**What the exercise asks**
Locate every line in the data that contains the word "shirt", and copy each of those lines.

**Stored data entries**
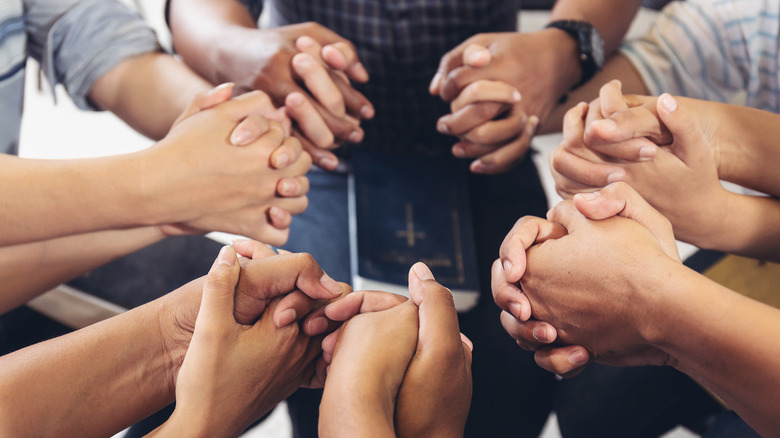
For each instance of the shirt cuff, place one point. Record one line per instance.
(90, 39)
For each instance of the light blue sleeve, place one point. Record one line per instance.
(76, 42)
(686, 52)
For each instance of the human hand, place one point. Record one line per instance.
(687, 165)
(499, 142)
(439, 372)
(536, 64)
(600, 308)
(232, 373)
(308, 69)
(363, 381)
(264, 278)
(435, 395)
(250, 190)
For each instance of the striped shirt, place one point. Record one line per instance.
(719, 50)
(400, 42)
(74, 41)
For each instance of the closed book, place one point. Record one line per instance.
(405, 209)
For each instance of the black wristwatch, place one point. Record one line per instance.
(589, 43)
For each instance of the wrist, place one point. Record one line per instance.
(659, 293)
(564, 59)
(176, 315)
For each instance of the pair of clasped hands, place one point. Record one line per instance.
(579, 286)
(309, 69)
(270, 323)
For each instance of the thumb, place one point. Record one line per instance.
(207, 99)
(216, 304)
(684, 128)
(620, 199)
(438, 318)
(476, 55)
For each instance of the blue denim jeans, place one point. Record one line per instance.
(512, 396)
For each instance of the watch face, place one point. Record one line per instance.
(597, 47)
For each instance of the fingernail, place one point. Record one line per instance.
(578, 357)
(615, 177)
(294, 99)
(434, 82)
(220, 87)
(478, 166)
(422, 271)
(516, 310)
(304, 60)
(276, 213)
(367, 112)
(304, 42)
(647, 153)
(281, 160)
(318, 326)
(329, 162)
(288, 187)
(361, 70)
(226, 256)
(541, 334)
(607, 124)
(286, 317)
(590, 196)
(507, 267)
(330, 284)
(237, 138)
(669, 102)
(467, 341)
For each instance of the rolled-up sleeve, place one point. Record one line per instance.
(76, 42)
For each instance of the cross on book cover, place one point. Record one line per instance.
(405, 209)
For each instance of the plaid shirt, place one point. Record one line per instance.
(400, 42)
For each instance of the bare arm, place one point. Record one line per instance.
(305, 67)
(204, 29)
(643, 307)
(725, 341)
(93, 382)
(151, 84)
(99, 380)
(28, 270)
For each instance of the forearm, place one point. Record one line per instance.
(202, 32)
(747, 226)
(616, 67)
(93, 382)
(611, 17)
(745, 144)
(357, 407)
(65, 197)
(725, 341)
(148, 92)
(28, 270)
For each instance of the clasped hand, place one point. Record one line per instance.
(398, 367)
(575, 287)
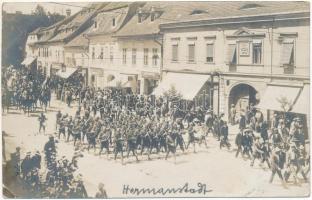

**Right answer**
For each instance of the shirt cuff, place one point. Record one line per instance.
For each instance of the striped shirt, place one point. Record one line per instance.
For each instance of the plaid shirt, place one point. Record one line per instance.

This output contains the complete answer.